-------- Material supplied --------

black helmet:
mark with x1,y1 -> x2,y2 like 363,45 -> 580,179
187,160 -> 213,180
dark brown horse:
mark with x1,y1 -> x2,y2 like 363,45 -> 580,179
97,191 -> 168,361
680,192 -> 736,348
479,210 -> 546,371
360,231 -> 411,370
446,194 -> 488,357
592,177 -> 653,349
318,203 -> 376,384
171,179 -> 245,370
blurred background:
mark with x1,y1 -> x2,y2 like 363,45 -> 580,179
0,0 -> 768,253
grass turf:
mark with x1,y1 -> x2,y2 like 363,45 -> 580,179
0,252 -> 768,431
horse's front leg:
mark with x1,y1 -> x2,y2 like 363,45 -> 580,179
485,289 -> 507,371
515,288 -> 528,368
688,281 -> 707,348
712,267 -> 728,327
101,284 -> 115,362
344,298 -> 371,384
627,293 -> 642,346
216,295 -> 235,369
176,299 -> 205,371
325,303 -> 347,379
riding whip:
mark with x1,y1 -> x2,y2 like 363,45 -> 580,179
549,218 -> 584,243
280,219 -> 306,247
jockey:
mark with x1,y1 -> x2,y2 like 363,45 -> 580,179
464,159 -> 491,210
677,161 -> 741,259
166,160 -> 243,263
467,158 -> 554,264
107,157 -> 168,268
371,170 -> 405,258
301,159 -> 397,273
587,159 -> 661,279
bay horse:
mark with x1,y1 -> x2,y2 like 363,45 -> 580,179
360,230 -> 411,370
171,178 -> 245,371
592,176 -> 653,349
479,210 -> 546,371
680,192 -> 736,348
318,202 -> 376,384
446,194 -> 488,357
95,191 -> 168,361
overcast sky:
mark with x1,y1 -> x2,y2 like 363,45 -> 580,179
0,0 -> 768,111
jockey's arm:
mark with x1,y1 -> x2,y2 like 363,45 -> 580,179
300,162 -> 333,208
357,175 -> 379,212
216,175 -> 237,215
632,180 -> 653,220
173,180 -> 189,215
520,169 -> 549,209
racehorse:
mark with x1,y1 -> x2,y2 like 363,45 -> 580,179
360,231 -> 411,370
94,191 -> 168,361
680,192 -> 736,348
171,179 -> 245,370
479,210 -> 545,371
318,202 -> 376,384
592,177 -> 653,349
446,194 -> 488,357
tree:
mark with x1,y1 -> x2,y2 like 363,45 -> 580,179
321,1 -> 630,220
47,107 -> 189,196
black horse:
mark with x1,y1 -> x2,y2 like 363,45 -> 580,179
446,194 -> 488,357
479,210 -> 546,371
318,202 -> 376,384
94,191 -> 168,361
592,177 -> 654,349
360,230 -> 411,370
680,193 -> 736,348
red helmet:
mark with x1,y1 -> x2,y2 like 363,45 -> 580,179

--------

Starting at the beginning of the material and ending with the line that contains "0,0 -> 768,253", write out every line again, including the requests. Scale each coordinate in the answers by 0.8 and round to whole numbers, with halves rounding up, but leave the numbers in the requests and their format samples as they are.

Written response:
black helmet:
mark with x1,y1 -> x2,y2 like 363,45 -> 580,179
150,128 -> 170,144
dark brown horse:
mark with x1,y1 -> x2,y2 like 363,45 -> 580,179
78,153 -> 134,289
544,154 -> 589,278
383,168 -> 437,297
288,185 -> 329,296
357,155 -> 390,286
474,142 -> 522,279
254,162 -> 301,307
137,143 -> 196,296
blurred background:
mark with x1,y1 -> x2,y2 like 363,45 -> 580,179
0,0 -> 614,202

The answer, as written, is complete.